REQUIREMENT: Can you pull out every line of the records below that contains the word "then" and copy each one?

INPUT DATA:
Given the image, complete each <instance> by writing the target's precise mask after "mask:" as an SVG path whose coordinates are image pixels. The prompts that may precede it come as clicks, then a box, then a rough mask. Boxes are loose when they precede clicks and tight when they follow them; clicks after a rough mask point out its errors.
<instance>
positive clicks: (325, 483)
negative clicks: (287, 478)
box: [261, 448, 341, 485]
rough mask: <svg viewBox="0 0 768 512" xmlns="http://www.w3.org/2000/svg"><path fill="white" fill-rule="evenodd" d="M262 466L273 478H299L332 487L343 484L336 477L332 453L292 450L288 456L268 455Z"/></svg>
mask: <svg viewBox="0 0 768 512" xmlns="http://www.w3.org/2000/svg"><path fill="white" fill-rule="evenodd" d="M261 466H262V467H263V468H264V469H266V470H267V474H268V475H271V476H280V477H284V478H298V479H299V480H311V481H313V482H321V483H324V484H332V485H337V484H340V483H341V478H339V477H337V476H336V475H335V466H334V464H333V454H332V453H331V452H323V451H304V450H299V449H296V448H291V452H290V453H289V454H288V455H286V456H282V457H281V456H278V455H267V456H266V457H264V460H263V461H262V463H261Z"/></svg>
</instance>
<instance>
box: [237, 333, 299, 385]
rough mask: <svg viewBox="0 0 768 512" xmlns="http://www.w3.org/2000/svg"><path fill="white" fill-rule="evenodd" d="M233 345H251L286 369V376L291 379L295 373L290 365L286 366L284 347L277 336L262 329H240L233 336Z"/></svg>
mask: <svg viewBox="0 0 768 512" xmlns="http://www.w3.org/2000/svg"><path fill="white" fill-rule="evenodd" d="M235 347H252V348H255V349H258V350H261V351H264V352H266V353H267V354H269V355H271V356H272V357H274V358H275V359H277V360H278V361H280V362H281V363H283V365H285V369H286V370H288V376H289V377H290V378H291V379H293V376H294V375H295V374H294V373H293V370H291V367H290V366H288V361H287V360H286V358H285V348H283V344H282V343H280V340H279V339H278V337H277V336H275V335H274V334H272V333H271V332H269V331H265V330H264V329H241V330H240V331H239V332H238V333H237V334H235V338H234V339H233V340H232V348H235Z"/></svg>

==

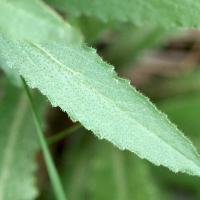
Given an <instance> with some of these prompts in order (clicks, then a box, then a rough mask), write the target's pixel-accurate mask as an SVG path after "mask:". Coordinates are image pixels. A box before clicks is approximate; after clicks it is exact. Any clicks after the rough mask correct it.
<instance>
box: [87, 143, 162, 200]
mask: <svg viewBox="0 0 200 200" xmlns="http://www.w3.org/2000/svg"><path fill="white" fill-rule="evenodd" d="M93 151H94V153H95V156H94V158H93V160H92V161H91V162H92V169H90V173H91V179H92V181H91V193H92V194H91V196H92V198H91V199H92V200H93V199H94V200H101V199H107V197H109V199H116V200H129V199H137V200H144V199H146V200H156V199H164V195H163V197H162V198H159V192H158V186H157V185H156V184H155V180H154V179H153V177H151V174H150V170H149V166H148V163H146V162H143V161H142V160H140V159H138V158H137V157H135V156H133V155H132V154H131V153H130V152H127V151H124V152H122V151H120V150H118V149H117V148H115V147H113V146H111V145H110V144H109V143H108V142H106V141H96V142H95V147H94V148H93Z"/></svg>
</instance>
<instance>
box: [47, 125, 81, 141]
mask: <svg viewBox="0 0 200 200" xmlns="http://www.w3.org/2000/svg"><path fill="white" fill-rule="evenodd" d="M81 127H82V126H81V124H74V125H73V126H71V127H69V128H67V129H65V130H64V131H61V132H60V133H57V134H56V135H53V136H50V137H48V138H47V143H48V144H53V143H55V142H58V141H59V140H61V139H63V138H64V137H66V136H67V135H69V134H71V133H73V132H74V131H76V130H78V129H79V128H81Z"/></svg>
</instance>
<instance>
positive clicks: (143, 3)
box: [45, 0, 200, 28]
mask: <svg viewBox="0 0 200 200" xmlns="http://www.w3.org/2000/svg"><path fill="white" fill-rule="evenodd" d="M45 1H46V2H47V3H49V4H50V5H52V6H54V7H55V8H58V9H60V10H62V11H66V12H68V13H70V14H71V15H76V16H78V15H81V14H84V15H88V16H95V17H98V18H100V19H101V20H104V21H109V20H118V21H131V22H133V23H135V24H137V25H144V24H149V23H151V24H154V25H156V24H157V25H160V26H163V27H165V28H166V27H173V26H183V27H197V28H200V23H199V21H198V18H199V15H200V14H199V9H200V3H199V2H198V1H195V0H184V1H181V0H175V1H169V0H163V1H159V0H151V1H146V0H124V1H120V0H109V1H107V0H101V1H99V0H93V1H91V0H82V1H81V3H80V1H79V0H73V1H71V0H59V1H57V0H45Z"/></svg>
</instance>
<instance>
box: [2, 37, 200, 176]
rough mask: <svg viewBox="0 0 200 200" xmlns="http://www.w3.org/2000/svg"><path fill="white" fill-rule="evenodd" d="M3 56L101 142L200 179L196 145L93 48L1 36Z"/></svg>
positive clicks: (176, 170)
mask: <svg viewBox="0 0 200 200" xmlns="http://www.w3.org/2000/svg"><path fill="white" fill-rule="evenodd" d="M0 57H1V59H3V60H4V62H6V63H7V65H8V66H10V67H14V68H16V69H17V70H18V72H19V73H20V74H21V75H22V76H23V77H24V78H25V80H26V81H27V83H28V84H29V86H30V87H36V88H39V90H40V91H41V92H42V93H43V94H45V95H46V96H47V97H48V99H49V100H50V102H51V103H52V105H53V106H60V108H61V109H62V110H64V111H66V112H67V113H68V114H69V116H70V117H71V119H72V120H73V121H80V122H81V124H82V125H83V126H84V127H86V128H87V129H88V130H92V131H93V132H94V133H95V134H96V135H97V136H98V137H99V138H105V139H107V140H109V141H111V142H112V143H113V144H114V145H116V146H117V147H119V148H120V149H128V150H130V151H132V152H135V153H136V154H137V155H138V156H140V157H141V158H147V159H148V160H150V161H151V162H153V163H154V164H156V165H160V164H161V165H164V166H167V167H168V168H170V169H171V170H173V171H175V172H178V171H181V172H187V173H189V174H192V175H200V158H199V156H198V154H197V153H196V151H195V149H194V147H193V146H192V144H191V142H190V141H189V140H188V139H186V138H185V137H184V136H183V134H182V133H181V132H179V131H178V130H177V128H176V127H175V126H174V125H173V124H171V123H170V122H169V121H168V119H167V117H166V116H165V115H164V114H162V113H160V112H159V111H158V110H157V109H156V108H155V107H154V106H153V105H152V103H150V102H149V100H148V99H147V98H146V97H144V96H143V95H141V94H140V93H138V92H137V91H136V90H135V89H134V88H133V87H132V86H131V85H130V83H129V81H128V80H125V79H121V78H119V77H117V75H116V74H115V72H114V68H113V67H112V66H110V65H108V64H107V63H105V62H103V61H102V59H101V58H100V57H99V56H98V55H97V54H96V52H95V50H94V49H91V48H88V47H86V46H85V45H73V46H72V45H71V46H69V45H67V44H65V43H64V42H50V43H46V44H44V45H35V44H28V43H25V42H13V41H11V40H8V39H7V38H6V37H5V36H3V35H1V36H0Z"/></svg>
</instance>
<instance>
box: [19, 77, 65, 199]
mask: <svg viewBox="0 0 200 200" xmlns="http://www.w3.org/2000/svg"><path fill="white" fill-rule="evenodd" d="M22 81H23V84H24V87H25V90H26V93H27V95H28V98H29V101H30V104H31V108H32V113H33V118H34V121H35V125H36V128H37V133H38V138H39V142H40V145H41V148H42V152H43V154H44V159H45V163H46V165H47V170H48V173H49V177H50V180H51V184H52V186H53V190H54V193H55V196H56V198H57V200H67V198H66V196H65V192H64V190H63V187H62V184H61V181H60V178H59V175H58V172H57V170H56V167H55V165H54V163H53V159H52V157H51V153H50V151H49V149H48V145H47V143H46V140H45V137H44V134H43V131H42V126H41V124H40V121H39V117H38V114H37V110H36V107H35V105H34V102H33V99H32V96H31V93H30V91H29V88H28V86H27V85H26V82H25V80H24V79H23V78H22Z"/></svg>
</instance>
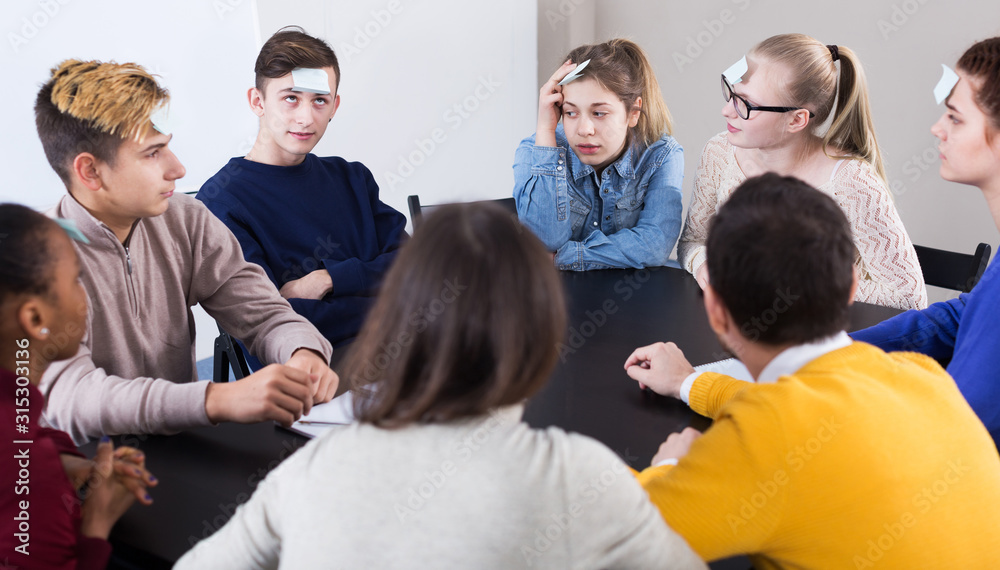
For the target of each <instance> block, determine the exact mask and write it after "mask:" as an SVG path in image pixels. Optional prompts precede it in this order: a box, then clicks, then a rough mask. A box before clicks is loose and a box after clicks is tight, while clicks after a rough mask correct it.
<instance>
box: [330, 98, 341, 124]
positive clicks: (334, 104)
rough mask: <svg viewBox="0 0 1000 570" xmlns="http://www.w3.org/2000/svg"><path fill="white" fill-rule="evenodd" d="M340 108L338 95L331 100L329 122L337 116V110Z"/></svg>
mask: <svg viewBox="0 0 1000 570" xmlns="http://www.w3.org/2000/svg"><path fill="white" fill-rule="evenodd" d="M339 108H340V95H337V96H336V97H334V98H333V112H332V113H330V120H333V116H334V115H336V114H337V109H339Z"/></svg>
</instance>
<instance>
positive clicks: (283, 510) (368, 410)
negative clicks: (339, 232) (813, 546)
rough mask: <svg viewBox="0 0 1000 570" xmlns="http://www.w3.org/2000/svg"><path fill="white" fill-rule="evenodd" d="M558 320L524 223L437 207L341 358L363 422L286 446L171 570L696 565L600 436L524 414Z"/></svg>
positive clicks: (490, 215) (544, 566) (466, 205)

--

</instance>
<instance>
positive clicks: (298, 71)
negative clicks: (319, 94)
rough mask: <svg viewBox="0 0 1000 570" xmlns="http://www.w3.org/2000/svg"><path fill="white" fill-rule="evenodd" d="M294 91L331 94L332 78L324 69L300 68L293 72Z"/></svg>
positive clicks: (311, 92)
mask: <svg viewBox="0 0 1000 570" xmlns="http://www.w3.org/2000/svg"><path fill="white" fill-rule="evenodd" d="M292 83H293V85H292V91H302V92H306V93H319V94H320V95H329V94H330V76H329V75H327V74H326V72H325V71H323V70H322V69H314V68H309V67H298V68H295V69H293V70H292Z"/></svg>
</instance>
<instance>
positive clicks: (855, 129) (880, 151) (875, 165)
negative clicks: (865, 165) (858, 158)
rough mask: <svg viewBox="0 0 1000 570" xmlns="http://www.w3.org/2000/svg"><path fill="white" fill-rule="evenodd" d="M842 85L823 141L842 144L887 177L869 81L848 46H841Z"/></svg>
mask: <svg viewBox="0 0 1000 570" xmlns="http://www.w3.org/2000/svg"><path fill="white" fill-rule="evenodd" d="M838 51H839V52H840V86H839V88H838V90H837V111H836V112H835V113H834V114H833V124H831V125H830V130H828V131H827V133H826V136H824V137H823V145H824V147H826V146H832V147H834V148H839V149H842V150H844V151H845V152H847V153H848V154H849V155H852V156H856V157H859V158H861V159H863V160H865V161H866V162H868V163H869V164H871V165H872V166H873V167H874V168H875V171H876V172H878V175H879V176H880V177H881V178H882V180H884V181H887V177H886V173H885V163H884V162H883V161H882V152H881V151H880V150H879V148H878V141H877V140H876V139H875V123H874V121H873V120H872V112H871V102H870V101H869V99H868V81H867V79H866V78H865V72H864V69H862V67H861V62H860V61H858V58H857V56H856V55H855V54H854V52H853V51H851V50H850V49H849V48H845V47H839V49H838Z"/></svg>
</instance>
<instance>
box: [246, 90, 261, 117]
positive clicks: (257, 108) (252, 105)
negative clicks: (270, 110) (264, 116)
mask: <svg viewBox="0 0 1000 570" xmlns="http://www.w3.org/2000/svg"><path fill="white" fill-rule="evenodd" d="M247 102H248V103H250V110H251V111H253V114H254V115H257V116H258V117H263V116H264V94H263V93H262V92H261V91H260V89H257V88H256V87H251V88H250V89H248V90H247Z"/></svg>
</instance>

THE COMPLETED TASK:
Given the image, complete each <instance> by writing the target's precise mask after "mask:" as an SVG path whose coordinates are image pixels. The prompts that may precede it come as clicks, then a box, then a rough mask. Boxes are loose when they precede clicks and tight when they follow them; clicks after a rough mask point out its errors.
Given an <instance> with some of these prompts in order (clicks, then a box, then a rough mask), write the target's pixel-accurate mask as an SVG path after "mask:". Coordinates are image pixels. A box before clicks is approximate; after clicks it is exact. Any clicks after the rough mask correct it.
For the target of each <instance> block, determine the exact mask and write it after "mask:" as an SVG path in image pixels. Optional prompts precede it in this order: a box, then clicks, then a rough mask. A box before clicks is loose and a box after clicks is tight, while clicks after a rough mask correct it.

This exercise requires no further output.